### Texte fourni:

De retour parmi les auteurs présentés sur le site la Cliothèque, Romain Huret qui a les Etats-Unis comme sujet d’étude principal, ne pouvait certes pas passer à côté d’un tel sujet, après l’élection de Barack Obama.

Les projets de Barack Obama en matière de justice sociale ont suscité chez beaucoup d’observateurs de nombreuses attentes. Paradoxalement les Etats-Unis sont devenus le pays modèle de développement de la pauvreté dans le monde occidental. La catastrophe de la Nouvelle Orléans a donné à voir une Amérique pauvre, noire, édentée et obèse. On connaît les chiffres de 40 millions de personnes vivant sous le seuil de pauvreté. Ici Romain Huret va décoder ce discours, montrer que ces pauvres « honteux » ont tendance à devenir de plus en plus visibles. Le cyclone Katrina a été le dernier moment de cette exposition d’une Amérique de la misère mais il n’a pas été le seul pendant le XXe siècle. La grande dépression, les années soixante ont été des moments forts de cette mise en avant de la question sociale aux Etats-Unis.

(Données d'annotation par points)
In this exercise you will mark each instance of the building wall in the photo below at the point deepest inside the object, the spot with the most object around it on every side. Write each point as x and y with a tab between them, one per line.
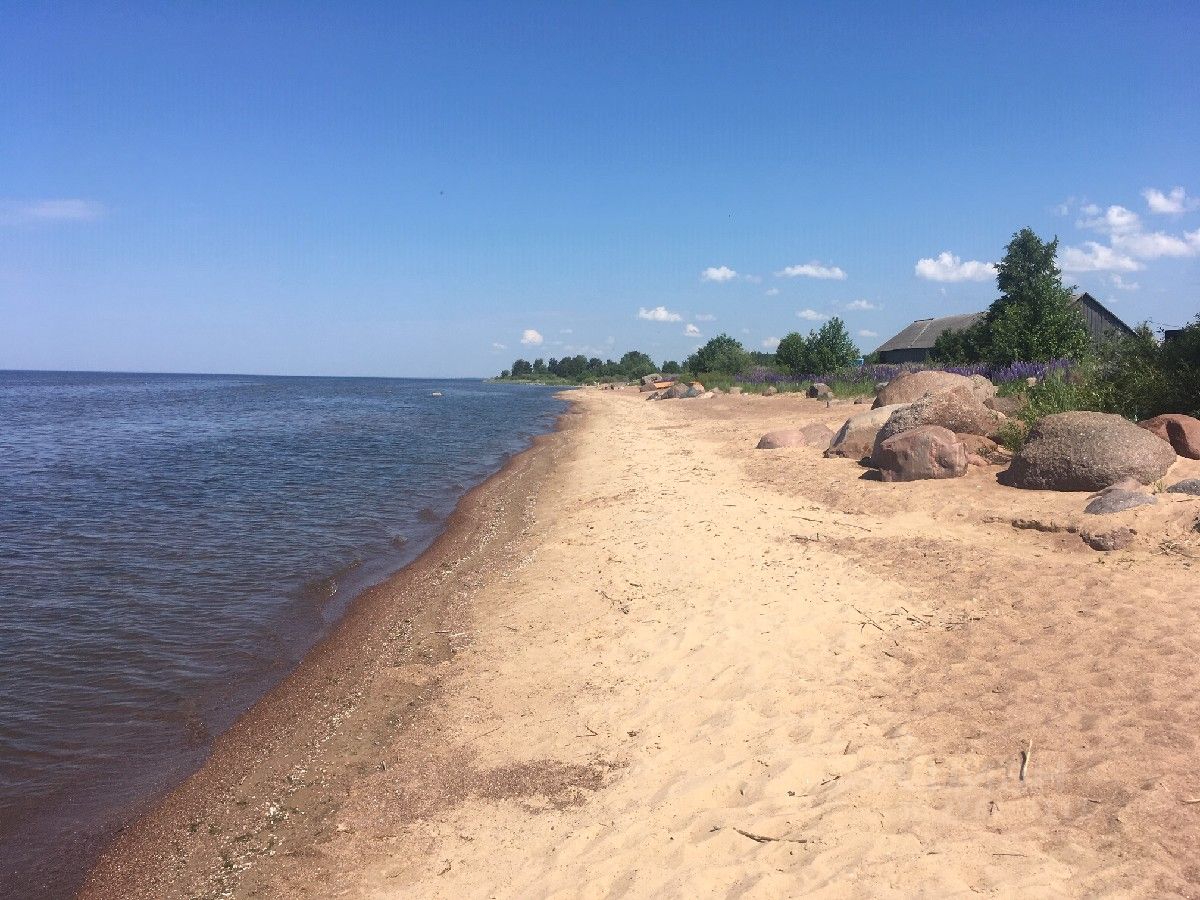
913	354
1101	323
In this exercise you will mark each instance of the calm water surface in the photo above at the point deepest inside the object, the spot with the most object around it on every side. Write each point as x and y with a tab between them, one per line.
172	545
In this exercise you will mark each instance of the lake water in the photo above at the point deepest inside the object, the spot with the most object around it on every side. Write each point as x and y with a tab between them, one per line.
169	549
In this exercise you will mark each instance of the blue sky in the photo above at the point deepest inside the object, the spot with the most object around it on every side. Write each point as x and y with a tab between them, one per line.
413	190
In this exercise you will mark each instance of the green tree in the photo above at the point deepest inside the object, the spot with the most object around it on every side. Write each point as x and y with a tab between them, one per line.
636	364
721	354
793	353
960	346
1035	317
831	348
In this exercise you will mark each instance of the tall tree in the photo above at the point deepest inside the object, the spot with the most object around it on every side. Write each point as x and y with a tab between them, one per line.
636	364
1032	319
793	353
831	348
1035	317
723	354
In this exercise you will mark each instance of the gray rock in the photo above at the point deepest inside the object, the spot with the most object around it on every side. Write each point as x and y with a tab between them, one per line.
1116	539
1119	501
1086	451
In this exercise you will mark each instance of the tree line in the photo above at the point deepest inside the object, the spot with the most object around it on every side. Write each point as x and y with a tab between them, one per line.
1033	319
825	349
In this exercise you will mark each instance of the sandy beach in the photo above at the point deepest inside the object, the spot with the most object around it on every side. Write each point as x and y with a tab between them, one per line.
649	660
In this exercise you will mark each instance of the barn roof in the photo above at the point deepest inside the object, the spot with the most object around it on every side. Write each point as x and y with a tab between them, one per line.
922	334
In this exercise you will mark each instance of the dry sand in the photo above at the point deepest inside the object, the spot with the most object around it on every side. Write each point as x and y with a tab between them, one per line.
677	666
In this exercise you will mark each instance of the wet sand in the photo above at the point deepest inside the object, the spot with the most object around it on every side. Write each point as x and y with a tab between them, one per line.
649	660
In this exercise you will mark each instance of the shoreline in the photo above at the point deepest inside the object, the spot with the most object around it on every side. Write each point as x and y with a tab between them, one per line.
682	666
169	849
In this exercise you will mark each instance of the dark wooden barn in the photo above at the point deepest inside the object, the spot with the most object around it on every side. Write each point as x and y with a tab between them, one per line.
915	343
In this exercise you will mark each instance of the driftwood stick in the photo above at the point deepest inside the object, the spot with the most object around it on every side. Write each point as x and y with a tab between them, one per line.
768	839
829	521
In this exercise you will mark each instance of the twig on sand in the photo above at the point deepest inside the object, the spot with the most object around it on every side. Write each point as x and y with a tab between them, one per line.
869	619
768	839
828	521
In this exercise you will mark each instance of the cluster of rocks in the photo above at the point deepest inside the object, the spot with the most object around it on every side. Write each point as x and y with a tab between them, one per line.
937	425
675	390
934	425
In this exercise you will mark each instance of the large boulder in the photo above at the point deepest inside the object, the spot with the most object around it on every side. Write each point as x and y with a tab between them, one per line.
957	409
929	451
1189	486
819	390
1119	502
1008	405
1086	451
907	387
856	438
809	436
984	448
1182	432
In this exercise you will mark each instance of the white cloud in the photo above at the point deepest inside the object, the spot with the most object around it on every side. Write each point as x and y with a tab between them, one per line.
48	211
718	274
1171	203
813	270
1157	244
1095	257
948	267
1116	220
659	313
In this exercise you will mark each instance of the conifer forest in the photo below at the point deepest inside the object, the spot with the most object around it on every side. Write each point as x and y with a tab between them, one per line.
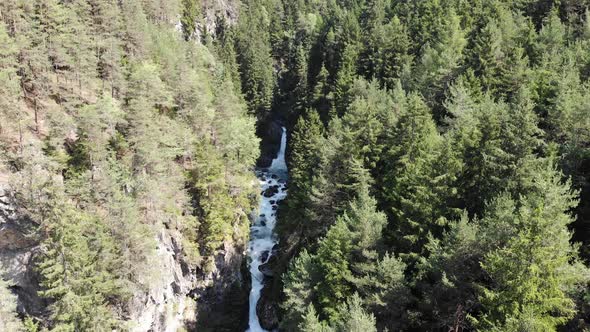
294	165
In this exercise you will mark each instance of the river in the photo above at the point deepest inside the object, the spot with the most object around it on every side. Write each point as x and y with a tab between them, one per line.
262	237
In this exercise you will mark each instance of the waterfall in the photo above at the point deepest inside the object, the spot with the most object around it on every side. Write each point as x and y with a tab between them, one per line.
262	238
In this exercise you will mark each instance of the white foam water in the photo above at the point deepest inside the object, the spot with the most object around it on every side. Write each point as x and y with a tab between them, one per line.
262	238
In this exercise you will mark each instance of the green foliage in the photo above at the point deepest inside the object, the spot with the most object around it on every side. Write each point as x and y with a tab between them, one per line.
8	318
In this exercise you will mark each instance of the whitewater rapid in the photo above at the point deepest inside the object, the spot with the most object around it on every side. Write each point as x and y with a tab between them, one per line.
262	238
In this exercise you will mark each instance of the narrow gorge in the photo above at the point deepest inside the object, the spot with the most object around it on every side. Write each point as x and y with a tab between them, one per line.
263	240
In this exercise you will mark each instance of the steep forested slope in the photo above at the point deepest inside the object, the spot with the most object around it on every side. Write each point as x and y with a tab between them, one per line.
128	150
438	160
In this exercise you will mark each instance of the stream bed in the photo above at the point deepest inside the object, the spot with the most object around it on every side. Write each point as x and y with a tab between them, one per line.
263	241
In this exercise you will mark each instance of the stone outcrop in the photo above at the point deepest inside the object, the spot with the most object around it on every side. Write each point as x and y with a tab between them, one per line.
18	248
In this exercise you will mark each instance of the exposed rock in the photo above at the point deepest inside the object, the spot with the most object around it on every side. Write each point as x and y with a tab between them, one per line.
270	191
268	268
18	249
267	313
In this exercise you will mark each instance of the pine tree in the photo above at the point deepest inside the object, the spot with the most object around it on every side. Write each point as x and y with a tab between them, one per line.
354	317
411	189
440	62
532	264
299	290
311	322
8	318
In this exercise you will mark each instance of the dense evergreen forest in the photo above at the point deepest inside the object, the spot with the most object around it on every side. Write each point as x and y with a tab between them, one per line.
439	156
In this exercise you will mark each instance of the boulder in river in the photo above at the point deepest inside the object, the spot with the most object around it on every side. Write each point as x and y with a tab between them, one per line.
267	269
270	191
266	310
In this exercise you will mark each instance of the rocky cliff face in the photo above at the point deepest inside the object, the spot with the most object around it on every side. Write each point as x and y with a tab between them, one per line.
179	298
18	247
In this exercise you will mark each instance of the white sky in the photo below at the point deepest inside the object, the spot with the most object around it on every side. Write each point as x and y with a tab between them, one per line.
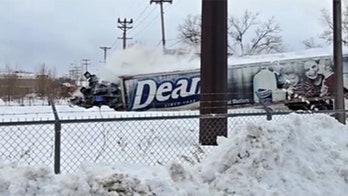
62	32
293	155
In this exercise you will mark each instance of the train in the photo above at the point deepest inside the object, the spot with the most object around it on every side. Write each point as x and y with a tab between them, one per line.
298	80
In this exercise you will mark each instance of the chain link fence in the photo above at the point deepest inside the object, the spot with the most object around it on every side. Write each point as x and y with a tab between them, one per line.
150	140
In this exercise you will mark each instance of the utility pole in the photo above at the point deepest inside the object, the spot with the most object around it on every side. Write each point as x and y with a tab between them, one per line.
85	63
104	48
160	2
124	25
213	96
338	61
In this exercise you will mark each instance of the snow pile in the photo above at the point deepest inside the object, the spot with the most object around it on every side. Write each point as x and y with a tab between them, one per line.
294	156
148	60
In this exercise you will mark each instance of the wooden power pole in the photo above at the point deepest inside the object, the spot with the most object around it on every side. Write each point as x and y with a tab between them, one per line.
338	61
160	2
213	96
124	25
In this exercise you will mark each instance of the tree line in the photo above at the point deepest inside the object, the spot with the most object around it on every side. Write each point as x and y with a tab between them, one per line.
17	86
249	35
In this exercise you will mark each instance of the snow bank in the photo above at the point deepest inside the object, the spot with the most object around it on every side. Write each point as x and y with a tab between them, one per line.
294	156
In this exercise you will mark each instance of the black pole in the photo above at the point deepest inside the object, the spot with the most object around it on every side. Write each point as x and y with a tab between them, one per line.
57	138
213	72
338	61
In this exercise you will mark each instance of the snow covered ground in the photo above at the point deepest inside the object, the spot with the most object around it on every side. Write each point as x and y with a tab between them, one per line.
296	155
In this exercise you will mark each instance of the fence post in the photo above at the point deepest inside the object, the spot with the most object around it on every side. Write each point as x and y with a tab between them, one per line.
57	138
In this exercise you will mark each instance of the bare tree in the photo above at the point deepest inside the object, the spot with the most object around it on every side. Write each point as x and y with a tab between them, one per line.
247	36
311	43
327	22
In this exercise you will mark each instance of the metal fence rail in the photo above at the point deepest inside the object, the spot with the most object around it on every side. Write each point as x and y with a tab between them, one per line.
66	144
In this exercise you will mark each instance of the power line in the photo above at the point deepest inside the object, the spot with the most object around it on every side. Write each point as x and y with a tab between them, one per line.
146	26
124	25
85	63
104	48
138	24
160	2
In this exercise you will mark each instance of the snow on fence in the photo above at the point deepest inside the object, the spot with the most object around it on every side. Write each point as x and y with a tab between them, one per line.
66	144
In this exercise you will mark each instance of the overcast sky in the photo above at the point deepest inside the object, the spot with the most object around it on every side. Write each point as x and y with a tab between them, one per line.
62	32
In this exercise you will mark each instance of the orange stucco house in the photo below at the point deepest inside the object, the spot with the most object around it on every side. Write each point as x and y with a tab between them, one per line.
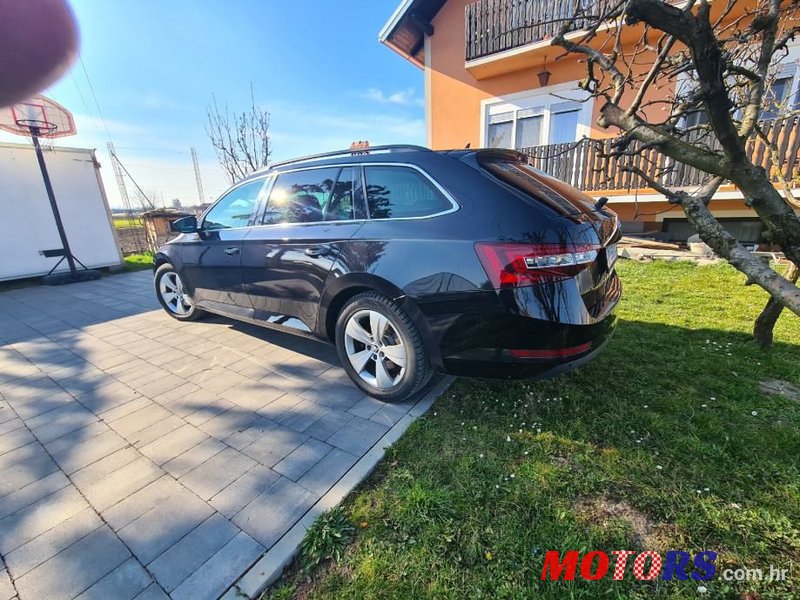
492	79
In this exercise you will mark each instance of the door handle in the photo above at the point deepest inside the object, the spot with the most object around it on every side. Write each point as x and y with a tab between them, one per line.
316	251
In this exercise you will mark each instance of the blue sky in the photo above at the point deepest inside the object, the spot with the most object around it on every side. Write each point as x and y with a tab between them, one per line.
316	65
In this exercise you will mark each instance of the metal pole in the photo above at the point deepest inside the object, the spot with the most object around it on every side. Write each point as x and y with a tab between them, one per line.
51	196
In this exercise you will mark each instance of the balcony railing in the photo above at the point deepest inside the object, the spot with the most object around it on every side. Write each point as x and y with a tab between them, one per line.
497	25
590	165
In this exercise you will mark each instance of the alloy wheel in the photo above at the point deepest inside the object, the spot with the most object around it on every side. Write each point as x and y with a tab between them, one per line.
170	287
375	349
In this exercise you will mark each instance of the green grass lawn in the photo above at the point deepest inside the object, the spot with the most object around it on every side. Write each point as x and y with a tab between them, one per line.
138	262
125	223
663	442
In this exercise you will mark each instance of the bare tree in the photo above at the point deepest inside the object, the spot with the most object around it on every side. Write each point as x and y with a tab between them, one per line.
720	66
241	140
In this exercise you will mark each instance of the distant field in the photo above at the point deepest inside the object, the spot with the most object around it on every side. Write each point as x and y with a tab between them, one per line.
125	223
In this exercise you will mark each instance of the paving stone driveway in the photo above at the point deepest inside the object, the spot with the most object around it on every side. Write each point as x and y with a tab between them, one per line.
143	458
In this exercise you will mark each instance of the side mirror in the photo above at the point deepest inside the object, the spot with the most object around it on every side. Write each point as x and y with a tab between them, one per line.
184	225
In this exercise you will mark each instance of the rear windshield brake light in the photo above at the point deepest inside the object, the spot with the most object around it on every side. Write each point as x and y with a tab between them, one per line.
518	265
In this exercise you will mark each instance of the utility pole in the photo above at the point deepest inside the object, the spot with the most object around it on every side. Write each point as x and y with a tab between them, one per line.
200	195
123	191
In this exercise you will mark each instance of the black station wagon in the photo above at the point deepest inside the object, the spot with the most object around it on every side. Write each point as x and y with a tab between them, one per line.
410	261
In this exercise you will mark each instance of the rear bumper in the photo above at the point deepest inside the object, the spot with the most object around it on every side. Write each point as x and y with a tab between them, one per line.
498	363
527	332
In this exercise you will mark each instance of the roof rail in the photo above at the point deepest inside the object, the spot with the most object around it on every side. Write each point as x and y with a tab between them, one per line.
352	152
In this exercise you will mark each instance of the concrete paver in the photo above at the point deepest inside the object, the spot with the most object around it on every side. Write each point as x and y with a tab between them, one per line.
144	458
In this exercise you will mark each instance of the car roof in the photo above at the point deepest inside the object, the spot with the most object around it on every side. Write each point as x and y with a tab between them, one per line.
400	154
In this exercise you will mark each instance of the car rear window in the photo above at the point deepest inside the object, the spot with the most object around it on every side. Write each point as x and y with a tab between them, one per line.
537	185
397	192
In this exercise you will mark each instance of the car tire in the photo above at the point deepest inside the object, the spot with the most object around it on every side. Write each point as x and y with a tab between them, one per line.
392	366
172	296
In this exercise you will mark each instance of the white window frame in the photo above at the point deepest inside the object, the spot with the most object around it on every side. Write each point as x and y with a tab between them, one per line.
547	100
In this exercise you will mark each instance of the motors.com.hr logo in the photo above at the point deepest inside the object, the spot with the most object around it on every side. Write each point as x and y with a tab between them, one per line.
676	565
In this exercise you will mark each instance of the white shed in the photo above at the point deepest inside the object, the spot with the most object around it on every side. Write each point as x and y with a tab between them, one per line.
28	226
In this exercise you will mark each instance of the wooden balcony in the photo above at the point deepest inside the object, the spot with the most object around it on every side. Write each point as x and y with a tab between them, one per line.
589	166
494	26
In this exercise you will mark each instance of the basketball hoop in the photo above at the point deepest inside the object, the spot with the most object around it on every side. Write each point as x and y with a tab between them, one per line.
41	127
40	114
41	117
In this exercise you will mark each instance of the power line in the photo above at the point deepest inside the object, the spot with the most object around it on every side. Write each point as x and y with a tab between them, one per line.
96	103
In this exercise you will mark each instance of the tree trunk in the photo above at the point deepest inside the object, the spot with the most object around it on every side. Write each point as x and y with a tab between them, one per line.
765	323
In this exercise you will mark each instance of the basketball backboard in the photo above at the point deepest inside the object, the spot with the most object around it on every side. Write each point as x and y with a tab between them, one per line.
47	117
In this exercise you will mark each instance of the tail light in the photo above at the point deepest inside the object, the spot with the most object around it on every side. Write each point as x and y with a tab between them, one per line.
519	265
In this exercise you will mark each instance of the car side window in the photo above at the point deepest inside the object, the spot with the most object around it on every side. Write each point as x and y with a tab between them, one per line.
340	206
300	196
235	208
396	192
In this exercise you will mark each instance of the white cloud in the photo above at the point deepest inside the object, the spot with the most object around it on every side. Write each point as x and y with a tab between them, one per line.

### Consignes:
1 - D'après le texte sur la pauvreté aux États-Unis, combien de personnes vivent sous le seuil de pauvreté ?
2 - Renvoyez le passage du texte sur la pauvreté aux États-Unis qui va de « Les projets de » à « sociale aux Etats-Unis. ».
3 - Rédigez la suite du texte sur la pauvreté aux États-Unis, après sa dernière phrase.
Le listing provient d'une source distincte.

### Réponses:
1 - 40 millions de personnes.

2 -
Les projets de Barack Obama en matière de justice sociale ont suscité chez beaucoup d’observateurs de nombreuses attentes. Paradoxalement les Etats-Unis sont devenus le pays modèle de développement de la pauvreté dans le monde occidental. La catastrophe de la Nouvelle Orléans a donné à voir une Amérique pauvre, noire, édentée et obèse. On connaît les chiffres de 40 millions de personnes vivant sous le seuil de pauvreté. Ici Romain Huret va décoder ce discours, montrer que ces pauvres « honteux » ont tendance à devenir de plus en plus visibles. Le cyclone Katrina a été le dernier moment de cette exposition d’une Amérique de la misère mais il n’a pas été le seul pendant le XXe siècle. La grande dépression, les années soixante ont été des moments forts de cette mise en avant de la question sociale aux Etats-Unis.

3 -
Le ton de Romain Huret est parfois provocant lorsqu’il développe sur le thème de la beauté des pauvres, en démontrant que celle-ci est aussi visible par une appropriation des lieux et des espaces. Une des raisons d’ailleurs du refus des pauvres de la Nouvelle Orléans de quitter le quartier où ils peuvent espérer un soutien.
L’idée de la dimension esthétisante de la vision des pauvres est également dans le caractère temporaire de cette pauvreté. Les Etats-Unis vident encore largement dans l’idée que le destin est tout de même l’élévation sociale et la réussite pour tous. La pauvreté traduit un vice, un coup du sort, une faiblesse pathologique. Paradoxalement, il semblerait que ce soient les administrations républicaines, à partir de Reagan, qui, en mettant en avant la réussite et en stigmatisant la pauvreté comme une tare, qui ont remis en cause cette idée. La société étasunienne n’est pas redistributrice, sauf pendant des périodes très brèves, le fair deal de Truman ou la great society de Johnson. Les ambitions de Clinton ou d’Obama, ont été plus modestes, ont le voit

La définition des pauvres est apparue en 1965 avec de très fortes oppositions des républicains et des monétaristes qui s’opposaient au principe même d’une assistance sociale prise en charge par l’Etat. Ces assistances sociales à vocation caritative et pas redistributive étaient d’ailleurs largement soumises à conditions, notamment celles versées aux femmes seules. Des enquêteurs venaient d’ailleurs vérifier la présence d’un concubin au petit matin…
La loi de 1935 au départ privilégiait les bons pauvres, les enfants orphelins, les aveugles et les personnes âgées nécessiteuses. Les domestiques et les ruraux, sont exclus du bénéfice de ces aides sociales, à cause des démocrates du Sud qui font pression sur Roosevelt afin que les noirs n’en bénéficient pas.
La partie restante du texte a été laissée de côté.